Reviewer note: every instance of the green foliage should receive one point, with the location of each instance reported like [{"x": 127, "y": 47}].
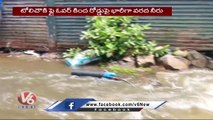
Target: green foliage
[
  {"x": 115, "y": 37},
  {"x": 71, "y": 53}
]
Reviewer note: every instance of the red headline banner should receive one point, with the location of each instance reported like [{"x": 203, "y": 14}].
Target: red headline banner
[{"x": 92, "y": 11}]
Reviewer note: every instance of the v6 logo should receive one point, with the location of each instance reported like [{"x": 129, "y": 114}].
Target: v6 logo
[{"x": 27, "y": 98}]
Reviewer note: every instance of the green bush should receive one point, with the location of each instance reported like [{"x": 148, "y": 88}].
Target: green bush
[{"x": 115, "y": 37}]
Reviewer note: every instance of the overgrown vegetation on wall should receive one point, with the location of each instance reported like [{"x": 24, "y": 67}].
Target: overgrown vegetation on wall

----

WHAT YOU ARE ASKED TO DO: Could you rewrite everything from the line containing "Reviewer note: every instance of the v6" down to the end of the items, with "one point" changed to "a single point" and nothing else altered, giving back only those lines?

CORRECT RESULT:
Reviewer note: every instance of the v6 logo should receive a single point, with the location of each instance reported like [{"x": 129, "y": 114}].
Target: v6 logo
[{"x": 27, "y": 98}]
Reviewer note: every instance of the green bush should receive a single point, with the location of each instance reported like [{"x": 148, "y": 88}].
Target: green bush
[{"x": 115, "y": 37}]
Reviewer note: every instance of the overgrown vegetation on wall should receive a single point, with the location of each instance reported like [{"x": 24, "y": 67}].
Target: overgrown vegetation on wall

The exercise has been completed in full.